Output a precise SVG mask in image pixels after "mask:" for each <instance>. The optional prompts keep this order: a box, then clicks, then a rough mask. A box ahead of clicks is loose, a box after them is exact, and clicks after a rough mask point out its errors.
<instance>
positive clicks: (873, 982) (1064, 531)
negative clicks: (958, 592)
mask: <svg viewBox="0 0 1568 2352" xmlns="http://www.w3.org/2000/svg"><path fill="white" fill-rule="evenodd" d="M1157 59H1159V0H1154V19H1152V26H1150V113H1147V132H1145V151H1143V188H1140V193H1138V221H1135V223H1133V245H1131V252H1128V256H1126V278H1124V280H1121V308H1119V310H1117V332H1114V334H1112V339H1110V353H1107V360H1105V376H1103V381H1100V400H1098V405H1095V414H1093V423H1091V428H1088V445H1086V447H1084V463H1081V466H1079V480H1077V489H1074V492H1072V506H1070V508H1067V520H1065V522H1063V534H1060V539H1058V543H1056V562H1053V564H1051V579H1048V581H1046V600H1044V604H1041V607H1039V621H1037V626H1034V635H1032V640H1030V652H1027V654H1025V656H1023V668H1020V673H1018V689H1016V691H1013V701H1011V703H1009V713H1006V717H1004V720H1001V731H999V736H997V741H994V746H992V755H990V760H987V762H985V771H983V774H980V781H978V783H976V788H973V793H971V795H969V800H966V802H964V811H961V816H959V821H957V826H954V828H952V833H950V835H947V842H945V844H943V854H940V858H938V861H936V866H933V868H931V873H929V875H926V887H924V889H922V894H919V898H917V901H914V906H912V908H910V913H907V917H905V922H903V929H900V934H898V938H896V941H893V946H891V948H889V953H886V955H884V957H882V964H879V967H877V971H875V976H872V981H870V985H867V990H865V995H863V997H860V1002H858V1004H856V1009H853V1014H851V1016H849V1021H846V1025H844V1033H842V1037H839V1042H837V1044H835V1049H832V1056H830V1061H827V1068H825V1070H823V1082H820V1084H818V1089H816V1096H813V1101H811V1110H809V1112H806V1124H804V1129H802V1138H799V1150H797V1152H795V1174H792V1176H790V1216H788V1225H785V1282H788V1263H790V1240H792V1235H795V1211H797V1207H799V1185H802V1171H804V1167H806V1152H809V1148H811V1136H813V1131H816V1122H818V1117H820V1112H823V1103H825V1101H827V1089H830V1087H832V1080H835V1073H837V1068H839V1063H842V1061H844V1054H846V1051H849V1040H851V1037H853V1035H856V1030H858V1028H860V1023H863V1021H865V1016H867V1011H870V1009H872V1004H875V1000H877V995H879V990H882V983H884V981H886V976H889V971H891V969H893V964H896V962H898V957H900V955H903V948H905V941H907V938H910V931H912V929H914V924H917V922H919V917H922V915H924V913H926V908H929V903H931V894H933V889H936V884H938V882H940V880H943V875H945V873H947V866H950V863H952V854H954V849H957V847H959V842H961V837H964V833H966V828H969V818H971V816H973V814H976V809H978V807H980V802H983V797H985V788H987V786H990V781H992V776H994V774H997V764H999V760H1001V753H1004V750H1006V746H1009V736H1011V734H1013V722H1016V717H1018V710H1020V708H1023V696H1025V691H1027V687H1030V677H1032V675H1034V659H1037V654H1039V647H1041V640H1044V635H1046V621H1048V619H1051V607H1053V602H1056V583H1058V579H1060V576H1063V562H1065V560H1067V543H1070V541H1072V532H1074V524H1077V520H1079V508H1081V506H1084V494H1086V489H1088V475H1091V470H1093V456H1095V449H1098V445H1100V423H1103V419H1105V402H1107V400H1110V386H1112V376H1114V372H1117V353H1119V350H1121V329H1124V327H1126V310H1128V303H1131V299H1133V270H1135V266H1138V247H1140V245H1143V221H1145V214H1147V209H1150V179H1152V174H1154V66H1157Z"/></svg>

*YOUR OBJECTIVE*: Word for word, restate the material above.

*RESULT OF THIS EXERCISE*:
Output a precise SVG mask in image pixels after "mask:" for each <instance>. The optional prompts keep this order: a box, then clicks, then a rough mask. A box ahead of clicks is loose, a box after them is exact, and clicks after a rough mask point out its errors.
<instance>
positive clicks: (873, 982) (1064, 531)
negative clicks: (958, 592)
mask: <svg viewBox="0 0 1568 2352" xmlns="http://www.w3.org/2000/svg"><path fill="white" fill-rule="evenodd" d="M1157 59H1159V0H1154V19H1152V26H1150V113H1147V132H1145V151H1143V188H1140V193H1138V221H1135V223H1133V245H1131V252H1128V256H1126V278H1124V280H1121V308H1119V310H1117V332H1114V334H1112V339H1110V353H1107V360H1105V376H1103V381H1100V400H1098V405H1095V414H1093V423H1091V428H1088V445H1086V447H1084V463H1081V466H1079V480H1077V489H1074V492H1072V506H1070V508H1067V520H1065V522H1063V534H1060V539H1058V543H1056V562H1053V564H1051V579H1048V581H1046V600H1044V604H1041V607H1039V621H1037V626H1034V635H1032V640H1030V652H1027V654H1025V656H1023V668H1020V673H1018V689H1016V691H1013V701H1011V703H1009V713H1006V717H1004V720H1001V731H999V736H997V741H994V746H992V755H990V760H987V762H985V771H983V774H980V781H978V783H976V788H973V793H971V795H969V800H966V802H964V811H961V816H959V821H957V826H954V828H952V833H950V835H947V842H945V844H943V854H940V858H938V861H936V866H933V868H931V873H929V875H926V887H924V889H922V894H919V898H917V901H914V906H912V908H910V913H907V917H905V922H903V929H900V934H898V938H896V941H893V946H891V948H889V953H886V955H884V957H882V964H879V967H877V971H875V976H872V981H870V985H867V990H865V995H863V997H860V1002H858V1004H856V1009H853V1014H851V1016H849V1021H846V1025H844V1033H842V1037H839V1042H837V1044H835V1049H832V1056H830V1061H827V1068H825V1070H823V1082H820V1084H818V1089H816V1096H813V1101H811V1110H809V1112H806V1124H804V1129H802V1138H799V1150H797V1152H795V1174H792V1176H790V1216H788V1225H785V1282H788V1263H790V1240H792V1235H795V1211H797V1207H799V1185H802V1171H804V1167H806V1152H809V1148H811V1136H813V1131H816V1122H818V1117H820V1112H823V1103H825V1101H827V1089H830V1087H832V1080H835V1073H837V1068H839V1063H842V1061H844V1054H846V1051H849V1040H851V1037H853V1035H856V1030H858V1028H860V1023H863V1021H865V1016H867V1011H870V1009H872V1004H875V1000H877V995H879V990H882V983H884V981H886V976H889V971H891V969H893V964H896V962H898V957H900V955H903V948H905V941H907V938H910V931H912V929H914V924H917V922H919V917H922V915H924V913H926V908H929V903H931V894H933V889H936V884H938V882H940V880H943V875H945V873H947V866H950V863H952V854H954V849H957V847H959V842H961V837H964V833H966V828H969V818H971V816H973V814H976V809H978V807H980V802H983V797H985V788H987V786H990V781H992V776H994V774H997V764H999V760H1001V753H1004V750H1006V746H1009V736H1011V734H1013V722H1016V717H1018V710H1020V708H1023V696H1025V691H1027V687H1030V677H1032V675H1034V659H1037V654H1039V647H1041V640H1044V635H1046V621H1048V619H1051V607H1053V602H1056V583H1058V579H1060V576H1063V562H1065V560H1067V543H1070V541H1072V532H1074V524H1077V520H1079V508H1081V506H1084V494H1086V489H1088V475H1091V470H1093V456H1095V449H1098V445H1100V423H1103V419H1105V402H1107V400H1110V386H1112V376H1114V372H1117V353H1119V350H1121V329H1124V327H1126V310H1128V303H1131V299H1133V270H1135V266H1138V247H1140V245H1143V221H1145V214H1147V209H1150V179H1152V174H1154V66H1157Z"/></svg>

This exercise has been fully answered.